What you need to do>
All lines from the one containing "Each instance gets a single point. Label the spiky" down to the final line of the entries below: return them exactly.

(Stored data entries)
# # # #
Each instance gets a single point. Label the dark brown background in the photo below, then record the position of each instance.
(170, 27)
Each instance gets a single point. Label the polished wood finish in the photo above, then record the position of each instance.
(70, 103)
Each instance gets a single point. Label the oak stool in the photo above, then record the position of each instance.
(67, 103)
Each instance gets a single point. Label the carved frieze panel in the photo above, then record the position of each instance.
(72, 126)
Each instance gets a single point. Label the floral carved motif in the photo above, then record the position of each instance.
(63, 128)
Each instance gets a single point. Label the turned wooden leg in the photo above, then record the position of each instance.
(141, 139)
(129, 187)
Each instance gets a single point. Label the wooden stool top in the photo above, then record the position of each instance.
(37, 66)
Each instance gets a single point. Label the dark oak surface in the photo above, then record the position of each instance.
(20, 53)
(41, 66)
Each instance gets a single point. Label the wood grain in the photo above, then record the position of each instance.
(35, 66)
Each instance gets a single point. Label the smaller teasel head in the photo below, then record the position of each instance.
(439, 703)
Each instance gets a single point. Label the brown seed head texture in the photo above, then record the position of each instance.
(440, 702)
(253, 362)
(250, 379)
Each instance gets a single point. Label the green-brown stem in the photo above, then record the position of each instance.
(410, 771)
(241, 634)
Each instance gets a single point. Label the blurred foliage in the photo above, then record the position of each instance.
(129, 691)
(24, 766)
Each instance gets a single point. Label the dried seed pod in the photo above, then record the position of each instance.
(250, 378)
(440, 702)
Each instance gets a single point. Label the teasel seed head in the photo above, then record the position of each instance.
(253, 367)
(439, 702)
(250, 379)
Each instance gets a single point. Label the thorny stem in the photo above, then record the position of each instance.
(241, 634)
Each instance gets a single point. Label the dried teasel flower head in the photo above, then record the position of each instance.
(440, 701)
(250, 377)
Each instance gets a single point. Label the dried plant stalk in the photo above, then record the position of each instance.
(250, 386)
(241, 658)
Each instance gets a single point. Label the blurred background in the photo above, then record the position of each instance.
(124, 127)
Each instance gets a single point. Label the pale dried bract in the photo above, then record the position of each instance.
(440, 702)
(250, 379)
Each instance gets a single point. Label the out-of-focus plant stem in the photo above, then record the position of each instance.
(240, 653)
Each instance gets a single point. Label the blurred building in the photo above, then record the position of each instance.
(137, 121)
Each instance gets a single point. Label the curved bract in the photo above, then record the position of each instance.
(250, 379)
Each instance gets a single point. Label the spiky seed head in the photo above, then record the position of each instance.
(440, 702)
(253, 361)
# # # #
Your solution>
Each instance gets a single point. Label the spiky seed head in the photo above, then record the position of each instance.
(440, 702)
(253, 361)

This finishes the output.